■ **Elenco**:

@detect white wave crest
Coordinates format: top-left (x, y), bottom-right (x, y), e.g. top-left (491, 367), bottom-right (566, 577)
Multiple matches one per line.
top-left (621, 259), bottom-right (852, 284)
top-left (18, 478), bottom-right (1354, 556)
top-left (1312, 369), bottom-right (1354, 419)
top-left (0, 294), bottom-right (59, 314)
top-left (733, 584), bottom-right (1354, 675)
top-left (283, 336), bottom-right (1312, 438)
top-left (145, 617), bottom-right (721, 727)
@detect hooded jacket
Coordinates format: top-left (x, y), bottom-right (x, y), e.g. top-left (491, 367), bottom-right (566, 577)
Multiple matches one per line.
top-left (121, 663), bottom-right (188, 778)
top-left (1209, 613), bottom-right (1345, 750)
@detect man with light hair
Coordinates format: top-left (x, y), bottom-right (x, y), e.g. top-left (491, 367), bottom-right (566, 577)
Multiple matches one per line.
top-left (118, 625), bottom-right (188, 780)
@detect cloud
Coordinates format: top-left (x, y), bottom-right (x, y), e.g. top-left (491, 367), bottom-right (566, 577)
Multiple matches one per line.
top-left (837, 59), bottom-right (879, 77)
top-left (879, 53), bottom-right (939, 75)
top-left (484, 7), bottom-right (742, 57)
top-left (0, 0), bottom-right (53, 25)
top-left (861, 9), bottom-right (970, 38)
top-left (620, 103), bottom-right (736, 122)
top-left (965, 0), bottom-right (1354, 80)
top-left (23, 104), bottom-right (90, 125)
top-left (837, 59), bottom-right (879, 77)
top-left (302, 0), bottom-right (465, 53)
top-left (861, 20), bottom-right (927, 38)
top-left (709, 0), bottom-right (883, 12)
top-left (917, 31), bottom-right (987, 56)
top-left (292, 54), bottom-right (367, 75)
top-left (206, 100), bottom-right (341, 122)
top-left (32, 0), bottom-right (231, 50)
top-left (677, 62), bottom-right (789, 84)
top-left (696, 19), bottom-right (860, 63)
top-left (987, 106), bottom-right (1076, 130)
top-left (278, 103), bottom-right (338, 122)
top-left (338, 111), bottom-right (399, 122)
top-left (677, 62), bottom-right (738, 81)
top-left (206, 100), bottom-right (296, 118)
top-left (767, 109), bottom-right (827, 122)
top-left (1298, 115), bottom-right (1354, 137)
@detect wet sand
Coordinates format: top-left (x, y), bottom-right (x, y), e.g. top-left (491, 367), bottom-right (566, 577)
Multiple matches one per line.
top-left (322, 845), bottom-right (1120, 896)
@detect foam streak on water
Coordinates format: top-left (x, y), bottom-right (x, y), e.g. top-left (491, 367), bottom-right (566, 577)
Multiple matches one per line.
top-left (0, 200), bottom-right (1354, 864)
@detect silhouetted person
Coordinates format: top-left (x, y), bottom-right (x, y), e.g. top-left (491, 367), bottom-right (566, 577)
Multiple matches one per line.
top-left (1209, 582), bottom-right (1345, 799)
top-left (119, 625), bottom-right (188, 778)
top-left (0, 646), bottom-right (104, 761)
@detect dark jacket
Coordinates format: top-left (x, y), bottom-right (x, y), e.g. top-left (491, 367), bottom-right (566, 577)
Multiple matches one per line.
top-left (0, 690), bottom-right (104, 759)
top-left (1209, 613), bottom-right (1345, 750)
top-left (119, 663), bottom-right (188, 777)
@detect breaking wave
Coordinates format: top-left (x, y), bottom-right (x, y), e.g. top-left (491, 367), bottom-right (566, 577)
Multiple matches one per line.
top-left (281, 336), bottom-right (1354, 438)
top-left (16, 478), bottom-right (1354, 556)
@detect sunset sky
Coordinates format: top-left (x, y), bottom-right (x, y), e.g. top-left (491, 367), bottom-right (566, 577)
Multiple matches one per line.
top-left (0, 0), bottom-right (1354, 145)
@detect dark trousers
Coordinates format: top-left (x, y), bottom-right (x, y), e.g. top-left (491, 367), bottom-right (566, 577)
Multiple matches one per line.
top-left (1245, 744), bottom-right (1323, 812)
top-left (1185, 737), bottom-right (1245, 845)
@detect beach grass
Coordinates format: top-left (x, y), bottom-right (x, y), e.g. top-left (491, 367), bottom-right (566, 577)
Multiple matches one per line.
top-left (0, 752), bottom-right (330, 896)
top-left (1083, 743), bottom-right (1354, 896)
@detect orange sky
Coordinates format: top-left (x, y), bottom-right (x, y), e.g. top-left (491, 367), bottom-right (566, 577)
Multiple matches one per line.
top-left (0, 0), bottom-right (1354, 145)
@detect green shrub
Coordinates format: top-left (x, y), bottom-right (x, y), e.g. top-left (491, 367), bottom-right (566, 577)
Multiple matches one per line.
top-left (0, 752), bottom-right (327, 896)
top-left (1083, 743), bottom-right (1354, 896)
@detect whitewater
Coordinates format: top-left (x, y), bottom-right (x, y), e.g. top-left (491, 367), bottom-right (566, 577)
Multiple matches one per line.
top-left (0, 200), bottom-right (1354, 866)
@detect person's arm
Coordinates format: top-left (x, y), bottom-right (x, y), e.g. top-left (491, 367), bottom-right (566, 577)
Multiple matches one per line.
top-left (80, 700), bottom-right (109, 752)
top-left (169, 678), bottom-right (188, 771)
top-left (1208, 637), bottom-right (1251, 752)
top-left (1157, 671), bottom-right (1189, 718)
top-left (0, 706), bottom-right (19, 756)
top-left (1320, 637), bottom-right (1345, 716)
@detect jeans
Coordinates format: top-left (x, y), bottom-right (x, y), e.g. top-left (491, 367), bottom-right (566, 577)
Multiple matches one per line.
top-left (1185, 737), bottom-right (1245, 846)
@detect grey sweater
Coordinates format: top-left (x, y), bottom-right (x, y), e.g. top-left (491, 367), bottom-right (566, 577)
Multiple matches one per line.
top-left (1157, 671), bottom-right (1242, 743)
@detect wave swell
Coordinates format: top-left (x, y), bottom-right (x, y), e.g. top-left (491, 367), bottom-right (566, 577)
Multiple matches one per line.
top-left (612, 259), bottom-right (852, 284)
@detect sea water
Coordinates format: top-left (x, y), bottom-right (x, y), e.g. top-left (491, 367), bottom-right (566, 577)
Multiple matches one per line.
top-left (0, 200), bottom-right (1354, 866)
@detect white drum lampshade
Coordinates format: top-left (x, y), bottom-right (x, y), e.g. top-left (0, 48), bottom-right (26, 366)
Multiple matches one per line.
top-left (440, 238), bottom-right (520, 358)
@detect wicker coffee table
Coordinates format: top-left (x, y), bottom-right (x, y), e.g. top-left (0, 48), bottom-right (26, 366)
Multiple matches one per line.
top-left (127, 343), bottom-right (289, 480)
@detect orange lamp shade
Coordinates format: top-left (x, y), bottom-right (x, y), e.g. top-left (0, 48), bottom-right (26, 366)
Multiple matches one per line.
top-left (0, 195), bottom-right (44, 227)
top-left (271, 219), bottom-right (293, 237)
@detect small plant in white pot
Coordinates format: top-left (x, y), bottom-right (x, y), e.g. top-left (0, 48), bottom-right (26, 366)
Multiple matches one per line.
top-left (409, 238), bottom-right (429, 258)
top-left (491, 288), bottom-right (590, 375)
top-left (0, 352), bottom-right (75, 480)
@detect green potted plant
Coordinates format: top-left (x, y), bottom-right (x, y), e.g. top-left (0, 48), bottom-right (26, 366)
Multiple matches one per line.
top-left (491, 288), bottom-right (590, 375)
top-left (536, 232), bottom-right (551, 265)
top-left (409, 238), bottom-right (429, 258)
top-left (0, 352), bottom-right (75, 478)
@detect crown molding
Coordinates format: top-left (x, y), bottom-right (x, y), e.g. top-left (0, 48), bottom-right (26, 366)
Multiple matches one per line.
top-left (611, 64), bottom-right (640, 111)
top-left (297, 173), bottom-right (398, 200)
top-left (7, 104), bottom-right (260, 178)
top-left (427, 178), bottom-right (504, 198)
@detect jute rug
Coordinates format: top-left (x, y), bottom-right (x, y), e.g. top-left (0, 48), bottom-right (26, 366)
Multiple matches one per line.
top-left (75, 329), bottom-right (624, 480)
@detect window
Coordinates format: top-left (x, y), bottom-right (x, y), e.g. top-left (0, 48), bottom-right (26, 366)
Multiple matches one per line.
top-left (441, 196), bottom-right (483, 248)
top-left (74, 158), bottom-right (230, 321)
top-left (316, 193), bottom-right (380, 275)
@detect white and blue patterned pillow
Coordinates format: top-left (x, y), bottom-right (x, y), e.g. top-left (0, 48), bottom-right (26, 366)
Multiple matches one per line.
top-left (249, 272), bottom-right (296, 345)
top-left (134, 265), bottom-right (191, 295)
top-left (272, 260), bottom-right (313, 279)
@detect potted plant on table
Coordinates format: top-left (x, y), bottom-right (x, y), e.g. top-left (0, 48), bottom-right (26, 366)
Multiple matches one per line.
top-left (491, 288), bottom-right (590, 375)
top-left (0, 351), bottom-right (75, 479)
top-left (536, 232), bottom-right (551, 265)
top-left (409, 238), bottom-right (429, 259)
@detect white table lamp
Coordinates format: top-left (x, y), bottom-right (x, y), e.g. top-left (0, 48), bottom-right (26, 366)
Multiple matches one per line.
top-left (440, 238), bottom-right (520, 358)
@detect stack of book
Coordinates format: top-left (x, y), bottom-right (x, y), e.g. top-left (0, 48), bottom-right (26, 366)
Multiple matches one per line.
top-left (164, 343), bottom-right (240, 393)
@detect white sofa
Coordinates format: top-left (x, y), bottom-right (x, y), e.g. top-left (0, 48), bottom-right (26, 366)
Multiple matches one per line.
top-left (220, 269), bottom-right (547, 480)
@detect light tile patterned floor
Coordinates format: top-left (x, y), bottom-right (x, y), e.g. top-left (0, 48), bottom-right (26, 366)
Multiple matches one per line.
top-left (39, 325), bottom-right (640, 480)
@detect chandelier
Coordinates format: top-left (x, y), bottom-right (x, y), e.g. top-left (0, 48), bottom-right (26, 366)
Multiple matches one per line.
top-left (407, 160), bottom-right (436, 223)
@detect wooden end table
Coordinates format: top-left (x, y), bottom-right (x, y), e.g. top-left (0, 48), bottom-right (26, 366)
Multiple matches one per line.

■ **Da fare**:
Aggiorna, per favore, le righe dall'inizio dell'elenco fino alla riga con "top-left (118, 625), bottom-right (188, 780)", inclusa, sostituendo "hooded jacket" con "hooded coat" e lasciando invariato tutto il resto.

■ **Soluzione qui sotto**:
@detect white wave crest
Coordinates format: top-left (x, y), bottom-right (x, y), e.g. top-left (491, 367), bottom-right (566, 577)
Multiple matches one per line.
top-left (621, 259), bottom-right (852, 284)
top-left (18, 478), bottom-right (1354, 556)
top-left (1312, 369), bottom-right (1354, 419)
top-left (0, 294), bottom-right (59, 314)
top-left (733, 584), bottom-right (1354, 675)
top-left (283, 336), bottom-right (1312, 438)
top-left (145, 617), bottom-right (721, 727)
@detect hooded coat
Coordinates format: top-left (x, y), bottom-right (x, y), e.g. top-left (491, 367), bottom-right (566, 577)
Multiple matches one per line.
top-left (121, 663), bottom-right (188, 778)
top-left (1209, 613), bottom-right (1345, 750)
@detect man with light hair
Coordinates format: top-left (x, y), bottom-right (x, y), e.g. top-left (491, 367), bottom-right (566, 577)
Multiple matches one per line.
top-left (118, 625), bottom-right (188, 780)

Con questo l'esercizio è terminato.